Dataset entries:
-- Opening Marker --
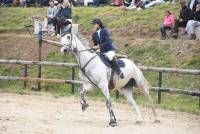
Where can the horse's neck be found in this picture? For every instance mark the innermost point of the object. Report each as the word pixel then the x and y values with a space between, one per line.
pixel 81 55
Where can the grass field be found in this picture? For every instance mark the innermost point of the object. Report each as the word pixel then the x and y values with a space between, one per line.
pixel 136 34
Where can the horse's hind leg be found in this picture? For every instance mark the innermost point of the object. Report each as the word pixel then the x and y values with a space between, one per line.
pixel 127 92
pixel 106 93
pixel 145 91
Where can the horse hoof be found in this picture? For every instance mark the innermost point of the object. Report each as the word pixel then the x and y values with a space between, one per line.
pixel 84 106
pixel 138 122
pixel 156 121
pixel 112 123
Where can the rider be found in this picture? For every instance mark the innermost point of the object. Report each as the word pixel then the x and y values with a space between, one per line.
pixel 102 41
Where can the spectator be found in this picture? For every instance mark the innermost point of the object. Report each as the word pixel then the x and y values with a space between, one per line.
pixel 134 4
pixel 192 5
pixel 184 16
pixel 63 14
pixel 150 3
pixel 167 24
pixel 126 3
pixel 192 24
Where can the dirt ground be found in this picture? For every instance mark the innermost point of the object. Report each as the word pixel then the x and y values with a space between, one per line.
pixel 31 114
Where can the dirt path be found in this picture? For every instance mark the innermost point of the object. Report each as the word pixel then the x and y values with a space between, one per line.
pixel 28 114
-- Closing Marker --
-- Opening Marker --
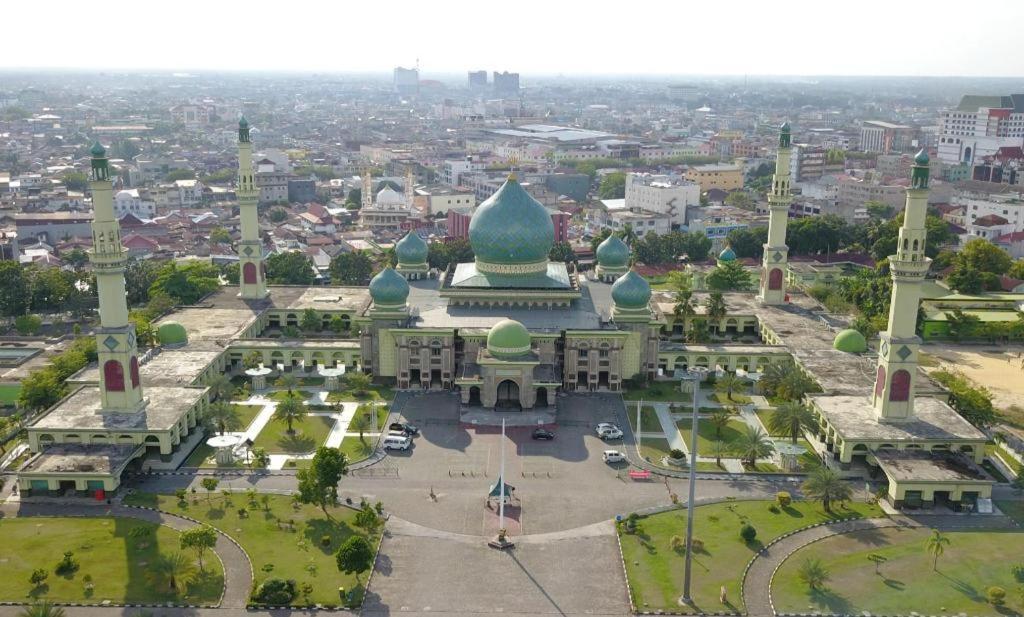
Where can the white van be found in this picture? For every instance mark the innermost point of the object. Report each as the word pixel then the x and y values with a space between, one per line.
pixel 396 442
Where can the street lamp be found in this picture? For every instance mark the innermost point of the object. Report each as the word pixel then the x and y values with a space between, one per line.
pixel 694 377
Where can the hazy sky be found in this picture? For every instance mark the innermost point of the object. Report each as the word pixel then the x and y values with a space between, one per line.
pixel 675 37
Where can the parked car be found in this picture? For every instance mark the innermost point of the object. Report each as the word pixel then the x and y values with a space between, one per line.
-- Closing Marker --
What the task requires: Given the records above, reproduce precisely and only the lines between the line holding "Where can the hazy" and the line holding "Where can the parked", inclusive.

Answer space:
Where can the hazy sky be found in this picture? For every instance mark the innermost point of the object. Report each as the word pixel then the x and y values with a space between, one per line.
pixel 675 37
Where can the parked car be found in this picture? For every instance mark the innermost point of the object. Report each as the word pixel then the x and y values with a space between, one per line.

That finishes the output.